Data for analysis:
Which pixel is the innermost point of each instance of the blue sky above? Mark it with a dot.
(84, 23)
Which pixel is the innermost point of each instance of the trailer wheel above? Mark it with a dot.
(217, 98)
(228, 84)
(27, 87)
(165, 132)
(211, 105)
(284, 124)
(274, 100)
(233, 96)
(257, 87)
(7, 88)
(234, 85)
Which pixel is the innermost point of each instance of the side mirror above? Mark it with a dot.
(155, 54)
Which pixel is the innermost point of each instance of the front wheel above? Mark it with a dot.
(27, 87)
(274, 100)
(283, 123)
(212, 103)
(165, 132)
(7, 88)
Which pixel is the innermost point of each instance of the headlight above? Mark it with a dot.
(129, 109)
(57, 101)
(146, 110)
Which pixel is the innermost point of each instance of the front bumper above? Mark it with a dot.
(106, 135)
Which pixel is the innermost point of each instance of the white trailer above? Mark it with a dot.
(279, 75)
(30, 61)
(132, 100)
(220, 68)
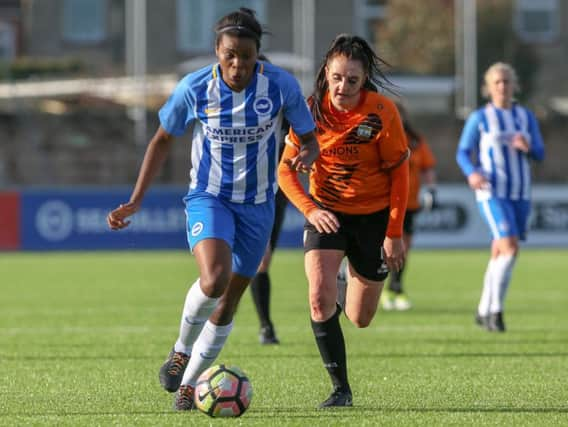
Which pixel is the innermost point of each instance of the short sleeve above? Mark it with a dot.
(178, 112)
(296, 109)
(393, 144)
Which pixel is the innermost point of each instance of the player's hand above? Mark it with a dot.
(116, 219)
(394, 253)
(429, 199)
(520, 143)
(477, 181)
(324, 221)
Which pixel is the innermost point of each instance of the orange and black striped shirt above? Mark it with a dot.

Task objective:
Your copy should consist only of the lines from the line holding "front wheel above? Mark it with a dot." through the final line of the listing above, both included, with all pictures omitted.

Answer box:
Which pixel is the innermost point of each instance of the front wheel above? Mark it with a dot.
(27, 87)
(274, 100)
(283, 123)
(212, 103)
(165, 132)
(7, 88)
Which pixel is the innermost point of each instance of the headlight above? Mark it with a dot.
(129, 109)
(57, 101)
(146, 110)
Which pixel is the innermost point of each instance of the front bumper above? Mark it with a dot.
(106, 135)
Which pixel is the innermost point of each instance of the white trailer above? Mark it with a dot.
(279, 75)
(30, 61)
(132, 100)
(220, 68)
Which pixel is the innermost point of each instance of the short sleeve above? Mark it with a dot.
(178, 112)
(296, 109)
(393, 144)
Which pixel is the innermost point of each instance of the player's hand above? Mark it with a dot.
(116, 219)
(394, 253)
(429, 199)
(520, 143)
(477, 181)
(324, 221)
Which pixel is the innermost point of each instance of the orange and black striped shirt above? Mark it with a dot.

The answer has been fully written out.